- EXERCISE:
Print the listing below exactly.

[Dataset records about object locations]
--- start ---

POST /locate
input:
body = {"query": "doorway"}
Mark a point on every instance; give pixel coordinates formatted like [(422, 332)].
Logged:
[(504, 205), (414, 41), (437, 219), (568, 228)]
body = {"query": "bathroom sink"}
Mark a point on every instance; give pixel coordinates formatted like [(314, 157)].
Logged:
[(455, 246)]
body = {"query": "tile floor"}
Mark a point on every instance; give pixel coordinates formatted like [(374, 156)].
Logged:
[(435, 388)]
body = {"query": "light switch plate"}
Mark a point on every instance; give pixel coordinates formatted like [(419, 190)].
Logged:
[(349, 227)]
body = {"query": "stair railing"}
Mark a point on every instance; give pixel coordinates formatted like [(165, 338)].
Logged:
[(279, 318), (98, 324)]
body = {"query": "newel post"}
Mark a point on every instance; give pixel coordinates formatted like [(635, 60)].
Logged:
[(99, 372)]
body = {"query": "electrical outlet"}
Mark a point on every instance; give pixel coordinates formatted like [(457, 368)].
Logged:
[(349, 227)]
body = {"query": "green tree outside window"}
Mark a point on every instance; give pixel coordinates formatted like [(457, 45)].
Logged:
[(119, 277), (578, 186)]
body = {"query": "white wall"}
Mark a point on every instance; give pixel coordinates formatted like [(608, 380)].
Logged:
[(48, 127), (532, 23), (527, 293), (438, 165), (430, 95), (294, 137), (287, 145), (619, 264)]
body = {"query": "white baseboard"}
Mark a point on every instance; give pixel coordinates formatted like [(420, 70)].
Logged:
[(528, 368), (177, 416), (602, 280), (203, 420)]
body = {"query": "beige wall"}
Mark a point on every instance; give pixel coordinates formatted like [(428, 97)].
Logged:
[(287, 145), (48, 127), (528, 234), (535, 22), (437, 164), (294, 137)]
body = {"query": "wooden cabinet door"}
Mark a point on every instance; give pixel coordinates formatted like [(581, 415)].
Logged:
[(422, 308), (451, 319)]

--- end ---

- PROBLEM SOLUTION:
POST /locate
input:
body = {"query": "doorway"}
Mark a point on every instance; give pixel coordinates formatted like [(422, 332)].
Logged:
[(504, 205), (414, 41), (437, 219), (568, 228)]
body = {"query": "bathroom sink"}
Mark a point on every instance; give pixel coordinates formatted like [(314, 157)].
Logged:
[(455, 246)]
body = {"query": "tile floor"}
Mark a point on every instance; give pixel coordinates formatted like [(374, 156)].
Logged:
[(435, 388)]
body = {"query": "light switch plate"}
Mark a point on every instance; give pixel coordinates formatted like [(419, 190)].
Logged:
[(349, 227)]
body = {"query": "stair railing"}
Mark a point on every instance; give pixel coordinates formatted like [(165, 338)].
Logged:
[(279, 318), (98, 324)]
body = {"query": "newel post"}
Mark a point on every instance; give pixel coordinates formatted like [(635, 60)].
Logged:
[(99, 372)]
body = {"query": "electrical outlet"}
Mark a point on every instance; give pixel coordinates formatted like [(457, 368)].
Logged:
[(349, 227)]
body = {"query": "green tree outside window"}
Mark a point on every instance; give pixel coordinates formatted like [(457, 45)].
Logged:
[(119, 277), (578, 186)]
body = {"query": "white wall"}
Mark a point on every instance; give pixel coordinates formatted like [(608, 380)].
Logged:
[(48, 127), (532, 23), (527, 293), (438, 165), (430, 95), (294, 137), (287, 145), (619, 264)]
body = {"query": "white baseboard"}
Mark a point on every instance; give pixel coordinates formatted like [(420, 70)].
Logged:
[(528, 368), (177, 416), (602, 280), (203, 420)]
body = {"query": "beige wall"}
Mark a point on every instance; give pixel coordinates formatted like [(428, 97)].
Logged:
[(287, 145), (48, 127), (528, 234), (535, 22), (437, 164), (294, 137)]
body = {"query": "wooden cabinet door"}
Mark a point on every instance; give pixel coordinates formatted like [(581, 415)].
Logged:
[(422, 308), (451, 319)]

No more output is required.